DATA FOR THIS TASK:
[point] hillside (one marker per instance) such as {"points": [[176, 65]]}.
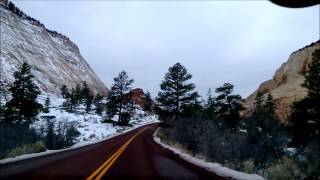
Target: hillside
{"points": [[54, 58], [285, 86]]}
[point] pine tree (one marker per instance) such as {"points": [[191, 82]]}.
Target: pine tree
{"points": [[77, 94], [85, 91], [228, 105], [176, 95], [98, 104], [118, 102], [209, 111], [64, 91], [305, 118], [149, 102], [46, 105], [88, 102], [24, 91]]}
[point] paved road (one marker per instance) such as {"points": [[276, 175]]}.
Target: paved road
{"points": [[133, 155]]}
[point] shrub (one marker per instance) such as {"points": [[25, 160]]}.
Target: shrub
{"points": [[285, 169], [36, 147], [248, 166]]}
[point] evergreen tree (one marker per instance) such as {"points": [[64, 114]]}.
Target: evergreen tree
{"points": [[209, 111], [149, 102], [46, 105], [85, 91], [88, 102], [228, 105], [118, 102], [305, 118], [64, 91], [176, 95], [98, 104], [77, 94], [24, 91]]}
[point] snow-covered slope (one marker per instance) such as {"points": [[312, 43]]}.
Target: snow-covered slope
{"points": [[55, 60], [90, 124]]}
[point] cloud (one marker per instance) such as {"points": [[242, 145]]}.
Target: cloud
{"points": [[238, 42]]}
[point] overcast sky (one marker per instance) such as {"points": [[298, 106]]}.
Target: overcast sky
{"points": [[218, 41]]}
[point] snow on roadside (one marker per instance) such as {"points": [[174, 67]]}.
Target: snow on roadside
{"points": [[212, 167], [75, 146], [91, 129]]}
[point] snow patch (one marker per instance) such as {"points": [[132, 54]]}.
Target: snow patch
{"points": [[75, 146], [215, 168]]}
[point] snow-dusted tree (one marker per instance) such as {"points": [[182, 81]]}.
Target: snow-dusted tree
{"points": [[98, 104], [24, 91], [118, 102], [176, 95], [228, 105], [46, 105], [64, 91]]}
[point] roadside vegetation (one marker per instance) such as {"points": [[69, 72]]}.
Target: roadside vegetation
{"points": [[20, 111], [259, 143]]}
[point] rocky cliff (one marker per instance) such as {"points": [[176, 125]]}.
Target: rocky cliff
{"points": [[285, 86], [54, 58]]}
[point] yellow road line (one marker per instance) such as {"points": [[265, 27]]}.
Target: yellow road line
{"points": [[107, 164]]}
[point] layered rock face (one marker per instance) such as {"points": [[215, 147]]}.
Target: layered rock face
{"points": [[55, 60], [285, 86]]}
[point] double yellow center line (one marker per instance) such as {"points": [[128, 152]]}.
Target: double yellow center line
{"points": [[97, 174]]}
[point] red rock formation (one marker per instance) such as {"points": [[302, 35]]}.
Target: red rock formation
{"points": [[285, 86], [140, 98]]}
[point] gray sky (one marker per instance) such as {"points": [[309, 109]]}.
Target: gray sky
{"points": [[218, 41]]}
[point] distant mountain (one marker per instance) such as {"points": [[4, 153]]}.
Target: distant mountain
{"points": [[285, 86], [54, 58]]}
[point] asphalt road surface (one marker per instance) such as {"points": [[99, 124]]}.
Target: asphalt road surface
{"points": [[133, 155]]}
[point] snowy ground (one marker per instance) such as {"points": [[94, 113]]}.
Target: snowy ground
{"points": [[212, 167], [89, 125], [91, 129]]}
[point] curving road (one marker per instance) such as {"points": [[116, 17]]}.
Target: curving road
{"points": [[133, 155]]}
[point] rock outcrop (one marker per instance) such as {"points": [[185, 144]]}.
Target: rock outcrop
{"points": [[285, 86], [54, 58]]}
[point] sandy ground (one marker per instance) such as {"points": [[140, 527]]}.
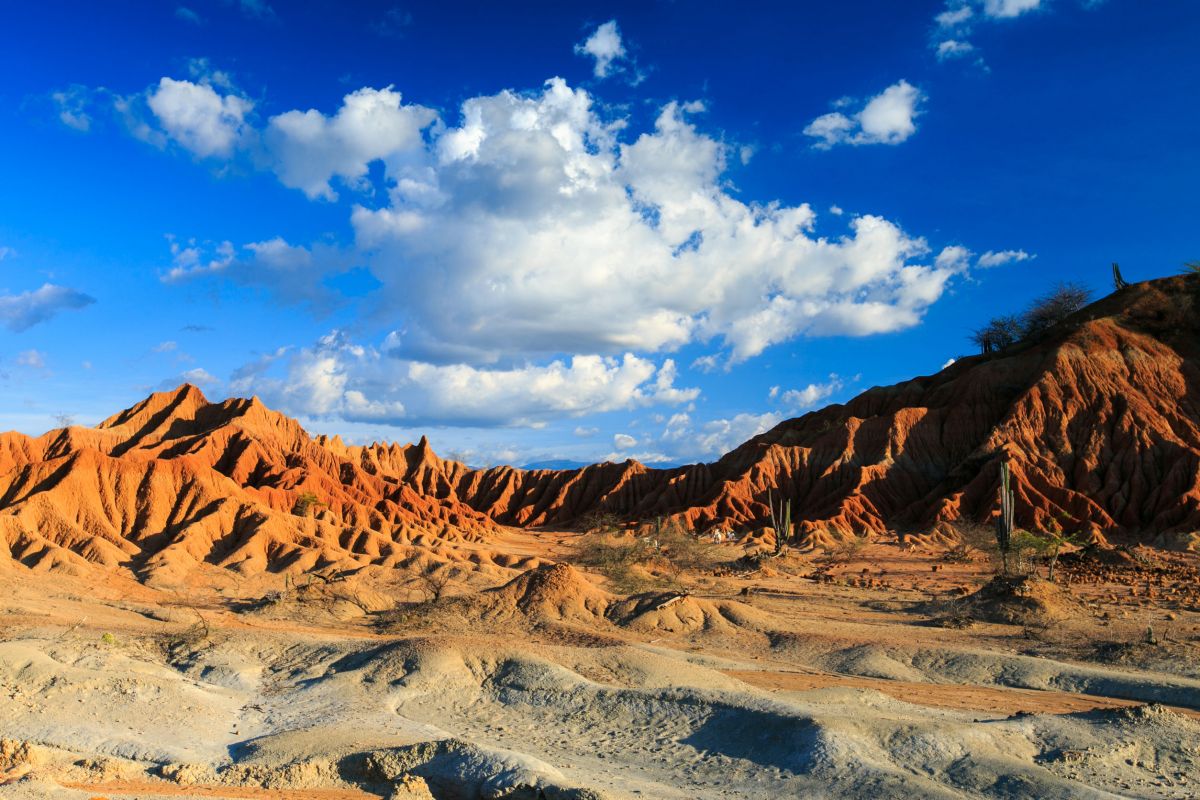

EXERCISE PROMPT: Among the records above, extract exactly the lines from the line with "[point] pine tree" to the line with "[point] paved road", both lines included, and leave out the rest.

RESULT FOR THIS TASK:
[point] pine tree (one marker per instance) such as {"points": [[191, 82]]}.
Target: pine tree
{"points": [[77, 94], [85, 91], [228, 105], [176, 95], [98, 104], [118, 102], [209, 111], [64, 91], [305, 118], [149, 102], [46, 105], [88, 102], [24, 91]]}
[point] paved road (one marker per instance) such as {"points": [[276, 175]]}.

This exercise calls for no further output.